:: Page extract

Kiss Me, Porcupine's Quill, 1996, $14.95, by Andrew Pyper BA'91, MA'92

The back cover of Kiss Me claims Andrew Pyper has "professed admiration for the writing of Alice Munro," perhaps a dangerous acknowledgment to tie to a first collection of stories, since it begs for comparison. Having taken that bait, some might object that Pyper is no Alice Munro. Which would be true, of course, but unfair to Pyper, whose stories skillfully and quietly explore the lives of the under-thirty generation. His characters, however, are more thoughtful, vulnerable, and real creatures than those who bear that overworked media tattoo, Generation X (Pyper is no Douglas Coupland clone either, thankfully).

The title story profiles a burn victim unable to deal with his horrible disfigurement, alienating his caring girfriend and condemning himself to an apartment-ridden, Phantom-like life of embittered solitude. In "Call Roxanne," a mentally unstable young man hovers delicately between confronting his "mechanical problems", his relationship with a silent, circumspect father, and the fantasy refuge of a woman's name and phone number he has obtained from a bathroom stall.

::::

[Task set]
- 1) In the review of Kiss Me, why does the reviewer call Pyper's stated admiration for Alice Munro a possibly dangerous acknowledgment? Answer in one to three sentences.
- 2) According to the review of Kiss Me, where does the young man in "Call Roxanne" get the woman's name and phone number?
- 3) Output the part of the review of Kiss Me from "The title story" up to and including "a bathroom stall.", unchanged.

:: Excerpted data

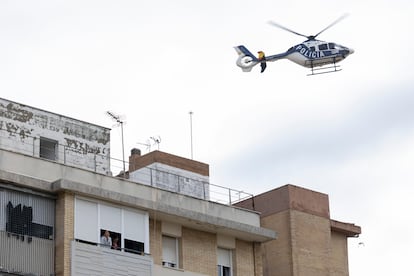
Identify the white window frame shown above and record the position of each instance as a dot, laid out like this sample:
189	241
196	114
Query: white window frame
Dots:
224	261
122	230
169	262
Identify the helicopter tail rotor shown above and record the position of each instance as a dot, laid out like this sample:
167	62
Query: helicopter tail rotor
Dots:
247	60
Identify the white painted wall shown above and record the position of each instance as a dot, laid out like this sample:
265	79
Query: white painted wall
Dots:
80	144
173	179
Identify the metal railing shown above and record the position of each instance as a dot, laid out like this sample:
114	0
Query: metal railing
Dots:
86	158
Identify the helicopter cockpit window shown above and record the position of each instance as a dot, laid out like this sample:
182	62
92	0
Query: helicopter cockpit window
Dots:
323	47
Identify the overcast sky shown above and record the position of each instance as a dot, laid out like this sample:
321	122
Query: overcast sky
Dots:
348	134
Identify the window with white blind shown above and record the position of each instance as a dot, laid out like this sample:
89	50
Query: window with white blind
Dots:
224	262
170	252
130	228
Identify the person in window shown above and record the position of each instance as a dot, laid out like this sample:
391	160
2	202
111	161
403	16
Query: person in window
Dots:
115	244
106	239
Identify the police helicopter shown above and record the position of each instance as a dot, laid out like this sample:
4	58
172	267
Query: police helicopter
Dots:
310	53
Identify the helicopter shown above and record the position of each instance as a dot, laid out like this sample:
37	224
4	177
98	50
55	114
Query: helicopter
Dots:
320	56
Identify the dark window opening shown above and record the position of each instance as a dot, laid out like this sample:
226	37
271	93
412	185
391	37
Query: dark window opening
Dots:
223	270
19	221
86	242
112	239
134	246
48	149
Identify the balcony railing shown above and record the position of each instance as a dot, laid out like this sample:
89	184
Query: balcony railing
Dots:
105	164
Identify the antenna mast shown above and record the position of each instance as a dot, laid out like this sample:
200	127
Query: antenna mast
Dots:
191	132
117	119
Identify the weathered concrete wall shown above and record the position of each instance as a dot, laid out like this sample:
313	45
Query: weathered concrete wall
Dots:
78	143
172	179
195	212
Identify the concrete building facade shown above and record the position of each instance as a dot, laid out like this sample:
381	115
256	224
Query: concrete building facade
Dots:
54	210
58	198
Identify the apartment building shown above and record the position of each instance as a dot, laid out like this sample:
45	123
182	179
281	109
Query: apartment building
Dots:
309	242
63	213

::::

[Solved problems]
- 1) The reviewer sees it as risky for a first collection of stories because it invites a comparison with Alice Munro. Readers who make that comparison might object that Pyper is no Alice Munro, which the reviewer considers true but unfair.

- 2) From a bathroom stall.

- 3)
The title story profiles a burn victim unable to deal with his horrible disfigurement, alienating his caring girfriend and condemning himself to an apartment-ridden, Phantom-like life of embittered solitude. In "Call Roxanne," a mentally unstable young man hovers delicately between confronting his "mechanical problems", his relationship with a silent, circumspect father, and the fantasy refuge of a woman's name and phone number he has obtained from a bathroom stall.